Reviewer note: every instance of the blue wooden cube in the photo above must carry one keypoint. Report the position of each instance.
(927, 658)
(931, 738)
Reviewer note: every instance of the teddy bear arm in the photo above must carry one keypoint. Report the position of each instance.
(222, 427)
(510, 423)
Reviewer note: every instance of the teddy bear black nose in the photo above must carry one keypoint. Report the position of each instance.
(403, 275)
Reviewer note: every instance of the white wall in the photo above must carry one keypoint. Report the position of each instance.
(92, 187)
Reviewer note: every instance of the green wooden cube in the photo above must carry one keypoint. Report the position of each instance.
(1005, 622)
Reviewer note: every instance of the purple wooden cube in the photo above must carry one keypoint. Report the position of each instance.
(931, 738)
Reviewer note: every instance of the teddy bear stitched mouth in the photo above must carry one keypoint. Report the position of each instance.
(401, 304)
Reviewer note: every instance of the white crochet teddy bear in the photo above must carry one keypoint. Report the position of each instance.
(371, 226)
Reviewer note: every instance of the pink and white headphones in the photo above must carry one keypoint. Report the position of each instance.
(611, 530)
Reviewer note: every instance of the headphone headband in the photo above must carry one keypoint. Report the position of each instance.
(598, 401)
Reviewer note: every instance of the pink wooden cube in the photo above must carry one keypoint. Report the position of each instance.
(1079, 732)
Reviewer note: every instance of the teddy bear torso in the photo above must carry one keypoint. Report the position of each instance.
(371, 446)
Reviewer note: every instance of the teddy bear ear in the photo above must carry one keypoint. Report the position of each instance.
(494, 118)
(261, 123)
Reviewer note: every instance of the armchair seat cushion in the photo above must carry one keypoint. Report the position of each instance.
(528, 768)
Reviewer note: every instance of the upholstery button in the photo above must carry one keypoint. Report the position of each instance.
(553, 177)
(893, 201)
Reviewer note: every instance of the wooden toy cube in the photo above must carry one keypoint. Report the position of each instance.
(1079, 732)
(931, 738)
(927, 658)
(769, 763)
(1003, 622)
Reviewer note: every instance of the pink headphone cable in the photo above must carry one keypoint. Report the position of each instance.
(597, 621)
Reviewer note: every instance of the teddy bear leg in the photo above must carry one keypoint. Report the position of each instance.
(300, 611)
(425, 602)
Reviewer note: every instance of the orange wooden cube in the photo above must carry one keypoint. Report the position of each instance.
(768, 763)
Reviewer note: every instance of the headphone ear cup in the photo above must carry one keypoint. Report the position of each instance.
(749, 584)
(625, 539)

--

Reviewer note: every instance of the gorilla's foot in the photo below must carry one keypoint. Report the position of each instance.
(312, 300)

==

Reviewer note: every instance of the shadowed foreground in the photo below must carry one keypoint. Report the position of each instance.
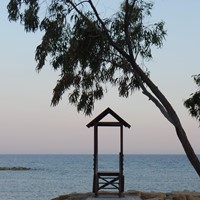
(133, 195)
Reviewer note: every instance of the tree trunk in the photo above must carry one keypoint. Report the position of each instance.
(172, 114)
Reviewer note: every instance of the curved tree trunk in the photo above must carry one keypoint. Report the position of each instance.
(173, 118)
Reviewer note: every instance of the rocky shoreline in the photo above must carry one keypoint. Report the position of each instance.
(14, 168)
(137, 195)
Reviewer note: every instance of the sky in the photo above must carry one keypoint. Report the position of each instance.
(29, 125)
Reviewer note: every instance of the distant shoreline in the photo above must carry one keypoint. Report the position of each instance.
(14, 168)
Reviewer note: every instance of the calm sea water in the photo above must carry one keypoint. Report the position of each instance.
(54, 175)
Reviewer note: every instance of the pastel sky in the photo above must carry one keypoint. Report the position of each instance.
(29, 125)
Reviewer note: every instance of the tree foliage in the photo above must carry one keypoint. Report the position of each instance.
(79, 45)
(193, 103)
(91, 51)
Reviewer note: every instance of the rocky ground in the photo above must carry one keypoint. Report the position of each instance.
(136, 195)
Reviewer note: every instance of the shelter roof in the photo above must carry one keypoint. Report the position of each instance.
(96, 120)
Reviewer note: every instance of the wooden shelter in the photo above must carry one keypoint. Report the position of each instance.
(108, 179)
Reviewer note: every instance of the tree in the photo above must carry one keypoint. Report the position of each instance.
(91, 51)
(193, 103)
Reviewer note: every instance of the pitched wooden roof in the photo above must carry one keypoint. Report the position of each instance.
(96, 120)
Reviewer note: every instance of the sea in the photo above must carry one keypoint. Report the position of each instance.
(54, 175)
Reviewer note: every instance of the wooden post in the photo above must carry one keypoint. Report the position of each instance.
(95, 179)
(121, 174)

### GIVEN REQUEST:
Recast the records as a two-column CSV with the headers instruction and coordinates. Use one row per record, put each field in quotation marks, and replace line breaks with spaces. Begin at the line that has "Reviewer note: every instance of the blue" and stop after the line that has "(1005, 622)".

### SOLUTION:
instruction,coordinates
"Reviewer note: every instance of the blue wooden cube in the photo above must carry one keypoint. Report the position of each instance.","(927, 658) (931, 738)"
"Reviewer note: every instance of the teddy bear arm in the photo above must carry one keypoint. Report the position of each instance.","(222, 427) (510, 423)"
"Reviewer note: every instance of the teddy bear black nose in the photo above must carry one keypoint. Report the position of each instance.","(403, 275)"
"Reviewer note: every instance of the white wall in the photo above must carry one keypoint. Report the position of each instance.","(92, 187)"
"Reviewer note: every instance of the green wooden cube in the photo above must carry one keypoint. Report the position of each instance.","(1005, 622)"